--- DATASET ENTRIES Enclosed Below ---

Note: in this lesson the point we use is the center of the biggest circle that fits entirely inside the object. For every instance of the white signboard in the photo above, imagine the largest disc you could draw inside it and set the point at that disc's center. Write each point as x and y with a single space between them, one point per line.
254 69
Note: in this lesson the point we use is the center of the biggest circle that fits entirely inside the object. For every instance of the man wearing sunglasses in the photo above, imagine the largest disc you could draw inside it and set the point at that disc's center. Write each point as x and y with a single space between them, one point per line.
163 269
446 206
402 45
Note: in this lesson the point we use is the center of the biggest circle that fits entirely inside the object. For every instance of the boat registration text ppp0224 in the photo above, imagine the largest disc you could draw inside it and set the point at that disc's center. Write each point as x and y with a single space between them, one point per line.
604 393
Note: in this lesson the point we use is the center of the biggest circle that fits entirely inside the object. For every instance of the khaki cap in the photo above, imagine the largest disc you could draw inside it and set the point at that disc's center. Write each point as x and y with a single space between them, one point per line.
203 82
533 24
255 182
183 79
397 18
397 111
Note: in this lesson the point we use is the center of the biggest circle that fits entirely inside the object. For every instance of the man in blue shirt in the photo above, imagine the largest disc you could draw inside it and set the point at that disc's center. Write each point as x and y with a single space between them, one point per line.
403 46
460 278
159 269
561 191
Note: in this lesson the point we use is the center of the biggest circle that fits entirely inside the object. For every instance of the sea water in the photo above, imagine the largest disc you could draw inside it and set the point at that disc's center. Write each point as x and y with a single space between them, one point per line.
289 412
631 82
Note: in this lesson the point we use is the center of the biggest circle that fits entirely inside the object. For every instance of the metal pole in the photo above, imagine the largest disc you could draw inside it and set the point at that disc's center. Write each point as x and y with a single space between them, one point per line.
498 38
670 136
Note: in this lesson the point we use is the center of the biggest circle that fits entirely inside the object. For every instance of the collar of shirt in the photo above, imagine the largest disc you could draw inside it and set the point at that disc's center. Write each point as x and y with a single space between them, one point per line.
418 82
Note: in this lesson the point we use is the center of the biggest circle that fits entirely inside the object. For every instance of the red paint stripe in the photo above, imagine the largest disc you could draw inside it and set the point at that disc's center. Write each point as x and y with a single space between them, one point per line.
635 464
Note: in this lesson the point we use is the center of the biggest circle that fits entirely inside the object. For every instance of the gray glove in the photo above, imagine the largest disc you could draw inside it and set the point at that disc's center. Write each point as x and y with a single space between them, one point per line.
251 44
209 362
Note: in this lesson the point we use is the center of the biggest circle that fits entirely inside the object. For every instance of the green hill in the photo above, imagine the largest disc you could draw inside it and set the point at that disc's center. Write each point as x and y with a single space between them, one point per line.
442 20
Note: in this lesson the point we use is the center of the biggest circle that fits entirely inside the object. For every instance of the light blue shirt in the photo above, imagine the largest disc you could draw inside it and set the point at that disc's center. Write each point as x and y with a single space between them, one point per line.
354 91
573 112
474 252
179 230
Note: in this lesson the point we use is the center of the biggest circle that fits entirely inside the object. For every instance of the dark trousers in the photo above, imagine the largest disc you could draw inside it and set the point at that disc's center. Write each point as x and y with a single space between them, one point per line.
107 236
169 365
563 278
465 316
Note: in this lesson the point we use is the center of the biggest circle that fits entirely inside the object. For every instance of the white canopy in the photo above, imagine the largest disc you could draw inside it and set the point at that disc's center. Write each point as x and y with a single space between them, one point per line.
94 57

--- End of Enclosed DATASET ENTRIES ---

■ REQUIREMENT ■
Write all the data out again, word for word.

■ FINISHED EXERCISE ■
Note: in this lesson the point we use is the center of the biggest circle that fits entirely inside the object. For every instance of the white signboard in the photo above, imagine the largest disc you could draw inside it and set the point at that disc's center. Write each point as x and y with a single space between them, one point per line.
254 69
Note: in this lesson the point we use is the center of the biggest circle that fits entirely inside the object. For every instance of the man wearing sunglasses in the photo above, imagine the largest disc you could draw inside it and set the point at that disc's center. Write each point as x and y with a single space between them, one point per line.
163 269
446 206
402 45
Note: in this lesson the point we use is the center of the biggest circle that fits entirely inside the object. For every instance of the boat registration text ppp0224 in the photo above, imagine the largest disc you could draw inside it and set the point at that disc's center. Write each point as x and y with a single space between them, one point per line.
604 393
Note: in this lesson the point we use is the center of the biggest circle that fits entirely inside the object. For every instance of the khaki cap in the photo above, imagine the largest disc you could draw inside it and set the point at that disc's center. Write each point as x and y with a single space between them, one point per line.
203 82
533 24
255 182
183 79
397 18
397 111
Note: in this lesson the point we use is the center of the biggest circle that fits entirely inside the object. For every instance of the man in blue shirt in the photo above, imagine the largest disc you could draw inside it and set the point at that disc's center. Write each point as x and y with a single space between them, one point per line.
403 46
460 278
159 269
561 191
Note: in this lesson the point we use is the center of the biggest circle that fits entirely inside the object. For every instance of the sea water in the photo above, imagine the largest disc you could draw inside it and set the point at that disc's center. Write each point as x and y with a single space between them, one point per line.
289 412
631 82
Note: in this lesson the point we use is the center of the biggest circle that fits entirely inside the object. For every instance of the metal pole in the photo above, imagine the largest disc you could draw inside it and set the point at that disc's center. Write each point as x and y with a single space between them, one point per line.
498 38
670 136
Note: in this lesson the point we use is the center of the biggest circle that fits entirely inside the object. For every instance of the collar of shirt in the photo above, imagine the largest disc you could draw inside it and set the point at that disc's center. Write each point as x and y with a single space between them, one point per line.
418 82
Note: in this lesson the point we use is the center of the biggest circle that fits entirely inside the object. For every instance of the red paint stripe in the photo above, imagine the largest disc you could draw inside it and set the point at that disc's center. Write each point as x and y with a single space between them, one point per line.
635 464
Note: in this lesson the point we use is the center of the biggest circle that fits entirely inside the object. For every instance of the gray glove in the photo above, imagine the largest disc you could draw inside it and set the point at that disc's center. Write each point as x and y with a single space between them, one point per line.
251 44
209 362
Note: in this lesson the point we use is the center of the biggest circle that fits entirely inside the object. For every instance of the green hill in the photo above, imagine the largest disc you could draw inside it and set the point at that disc's center. Write each point as x and y with a single space between them, one point per line.
442 20
Note: in this lesson the point we use is the center of the biggest circle that fits entirely inside the object. For every instance of the light blue shirt in the photo above, imagine the largest disc you could draw inside it and set the point at that disc's center. Write each point as x and y with a single space between them, one point per line.
354 91
573 112
474 252
179 230
Note: in this lesson the point we use is the center of the biggest circle that fits entirely inside the object. For every instance of the dark trousers in the photo above, imagine the largest disc you could draw inside it and set the point at that disc's center. Write each point as x and y with a single space between them, one point per line.
107 236
169 365
563 278
465 316
Note: in this lesson the point we use is the center of the biggest circle that fits entirely inside the object. For every instance of the white canopy in the photo above, imagine the largest disc you could draw inside it and set the point at that disc's center. Write each point as x and y with a single space between them, one point per line.
94 57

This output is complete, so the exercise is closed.